Working from the line that contains "The component shall point out each instance of the white van" down to the last line below, repeat each line exactly.
** START MATERIAL PROVIDED **
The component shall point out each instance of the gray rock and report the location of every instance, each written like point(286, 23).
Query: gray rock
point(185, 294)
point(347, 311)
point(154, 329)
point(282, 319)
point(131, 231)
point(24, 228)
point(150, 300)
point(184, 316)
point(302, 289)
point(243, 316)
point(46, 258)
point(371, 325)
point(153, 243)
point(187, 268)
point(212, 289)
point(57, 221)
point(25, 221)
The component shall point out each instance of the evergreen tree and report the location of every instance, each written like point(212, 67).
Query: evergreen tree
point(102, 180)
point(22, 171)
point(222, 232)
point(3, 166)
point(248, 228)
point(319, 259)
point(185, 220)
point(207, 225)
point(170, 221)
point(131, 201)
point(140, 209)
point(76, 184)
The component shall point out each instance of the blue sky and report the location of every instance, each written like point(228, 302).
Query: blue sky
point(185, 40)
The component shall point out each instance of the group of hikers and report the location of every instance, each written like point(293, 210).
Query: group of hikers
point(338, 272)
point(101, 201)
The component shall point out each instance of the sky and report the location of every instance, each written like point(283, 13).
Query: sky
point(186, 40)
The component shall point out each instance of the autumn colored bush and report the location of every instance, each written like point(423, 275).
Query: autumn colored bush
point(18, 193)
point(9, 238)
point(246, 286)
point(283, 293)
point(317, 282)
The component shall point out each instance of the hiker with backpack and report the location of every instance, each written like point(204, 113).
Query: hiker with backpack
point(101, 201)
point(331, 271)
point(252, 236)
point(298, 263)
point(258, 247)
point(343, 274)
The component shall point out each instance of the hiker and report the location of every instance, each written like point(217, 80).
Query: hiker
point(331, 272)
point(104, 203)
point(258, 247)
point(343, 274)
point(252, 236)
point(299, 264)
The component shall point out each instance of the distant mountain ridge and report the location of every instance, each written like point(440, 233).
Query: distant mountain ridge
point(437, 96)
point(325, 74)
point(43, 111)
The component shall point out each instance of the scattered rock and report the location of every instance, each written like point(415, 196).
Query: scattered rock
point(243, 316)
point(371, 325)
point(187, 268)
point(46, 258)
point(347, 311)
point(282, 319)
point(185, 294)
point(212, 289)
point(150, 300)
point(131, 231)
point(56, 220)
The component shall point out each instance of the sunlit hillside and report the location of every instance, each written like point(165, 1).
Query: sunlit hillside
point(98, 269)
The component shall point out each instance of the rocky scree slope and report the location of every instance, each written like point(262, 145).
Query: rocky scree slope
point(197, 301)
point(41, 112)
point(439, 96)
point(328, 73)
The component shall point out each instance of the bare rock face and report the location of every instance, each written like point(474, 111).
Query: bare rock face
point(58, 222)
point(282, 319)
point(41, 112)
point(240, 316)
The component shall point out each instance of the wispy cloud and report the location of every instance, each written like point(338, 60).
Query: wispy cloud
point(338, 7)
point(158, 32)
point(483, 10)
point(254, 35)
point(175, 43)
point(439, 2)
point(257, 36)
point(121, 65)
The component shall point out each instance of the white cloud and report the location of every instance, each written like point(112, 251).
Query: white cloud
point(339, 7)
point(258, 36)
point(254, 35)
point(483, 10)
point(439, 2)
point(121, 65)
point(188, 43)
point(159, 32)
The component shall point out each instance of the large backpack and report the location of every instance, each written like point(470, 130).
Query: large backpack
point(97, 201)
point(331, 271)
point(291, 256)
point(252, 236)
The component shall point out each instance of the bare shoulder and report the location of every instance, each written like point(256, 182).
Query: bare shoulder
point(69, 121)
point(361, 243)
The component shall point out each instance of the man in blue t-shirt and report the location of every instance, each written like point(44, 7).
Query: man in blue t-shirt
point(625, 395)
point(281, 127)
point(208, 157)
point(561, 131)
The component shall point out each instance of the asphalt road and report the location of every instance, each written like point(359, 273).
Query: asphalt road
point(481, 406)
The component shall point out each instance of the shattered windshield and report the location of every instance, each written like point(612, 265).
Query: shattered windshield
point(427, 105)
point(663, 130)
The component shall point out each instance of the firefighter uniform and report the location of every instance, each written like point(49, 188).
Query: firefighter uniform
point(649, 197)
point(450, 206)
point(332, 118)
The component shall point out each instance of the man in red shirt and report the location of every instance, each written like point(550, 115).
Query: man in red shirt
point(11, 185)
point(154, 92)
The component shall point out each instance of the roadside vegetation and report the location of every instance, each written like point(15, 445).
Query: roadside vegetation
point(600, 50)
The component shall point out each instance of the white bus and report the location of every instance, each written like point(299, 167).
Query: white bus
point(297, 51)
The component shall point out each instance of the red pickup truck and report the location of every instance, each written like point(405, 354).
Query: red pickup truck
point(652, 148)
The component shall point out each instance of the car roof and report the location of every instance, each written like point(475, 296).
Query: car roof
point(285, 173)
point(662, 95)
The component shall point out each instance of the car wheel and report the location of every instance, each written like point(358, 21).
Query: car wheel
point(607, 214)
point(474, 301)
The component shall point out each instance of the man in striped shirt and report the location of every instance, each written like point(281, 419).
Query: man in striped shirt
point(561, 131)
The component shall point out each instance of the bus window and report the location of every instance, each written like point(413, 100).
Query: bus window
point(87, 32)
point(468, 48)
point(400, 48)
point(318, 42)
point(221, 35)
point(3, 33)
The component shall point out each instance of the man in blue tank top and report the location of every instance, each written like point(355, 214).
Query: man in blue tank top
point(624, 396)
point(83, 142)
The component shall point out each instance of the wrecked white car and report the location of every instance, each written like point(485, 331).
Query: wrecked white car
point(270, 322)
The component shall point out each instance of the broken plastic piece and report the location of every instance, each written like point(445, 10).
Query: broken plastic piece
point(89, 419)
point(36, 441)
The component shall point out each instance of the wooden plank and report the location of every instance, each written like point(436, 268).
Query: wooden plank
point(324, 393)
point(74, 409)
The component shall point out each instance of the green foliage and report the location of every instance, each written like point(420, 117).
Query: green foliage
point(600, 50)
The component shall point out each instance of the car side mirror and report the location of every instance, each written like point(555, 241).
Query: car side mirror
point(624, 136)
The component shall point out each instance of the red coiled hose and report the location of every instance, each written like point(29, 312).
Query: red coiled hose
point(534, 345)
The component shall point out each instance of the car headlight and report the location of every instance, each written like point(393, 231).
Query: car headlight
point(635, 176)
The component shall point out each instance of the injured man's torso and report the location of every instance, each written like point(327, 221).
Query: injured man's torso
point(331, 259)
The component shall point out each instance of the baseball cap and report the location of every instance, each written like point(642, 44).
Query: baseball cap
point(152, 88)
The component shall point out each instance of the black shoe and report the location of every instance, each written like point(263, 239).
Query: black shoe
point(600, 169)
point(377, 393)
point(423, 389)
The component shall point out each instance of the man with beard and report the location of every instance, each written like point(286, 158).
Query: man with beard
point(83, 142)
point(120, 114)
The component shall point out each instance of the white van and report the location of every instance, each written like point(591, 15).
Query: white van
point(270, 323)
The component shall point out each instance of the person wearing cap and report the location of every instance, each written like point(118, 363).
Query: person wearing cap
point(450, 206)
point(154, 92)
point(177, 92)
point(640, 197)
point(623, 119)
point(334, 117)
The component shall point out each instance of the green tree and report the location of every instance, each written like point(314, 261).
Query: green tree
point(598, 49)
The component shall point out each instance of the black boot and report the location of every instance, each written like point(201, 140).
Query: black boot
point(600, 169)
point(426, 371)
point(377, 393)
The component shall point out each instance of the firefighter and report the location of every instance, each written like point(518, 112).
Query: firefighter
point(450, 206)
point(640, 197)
** END MATERIAL PROVIDED **
WRITTEN ANSWER —
The component shall point out each instance of the white van and report the location of every instance, each written like point(591, 15).
Query: white van
point(270, 323)
The component shall point out each instance of the person wearing cap and report the location of every instance, each written like point(118, 363).
Query: person wearing cap
point(450, 206)
point(154, 92)
point(177, 92)
point(640, 197)
point(623, 119)
point(334, 117)
The component shall point out each instance of the green tree and report the location of every instance, each written like point(314, 261).
Query: green tree
point(598, 49)
The component shall point out each instance of the black boot and report the location of every instance, each written like point(201, 140).
Query: black boot
point(600, 169)
point(426, 371)
point(377, 393)
The component shall point out each instance of the firefighter and report the location of every instance, each written like point(518, 112).
Query: firefighter
point(450, 206)
point(640, 197)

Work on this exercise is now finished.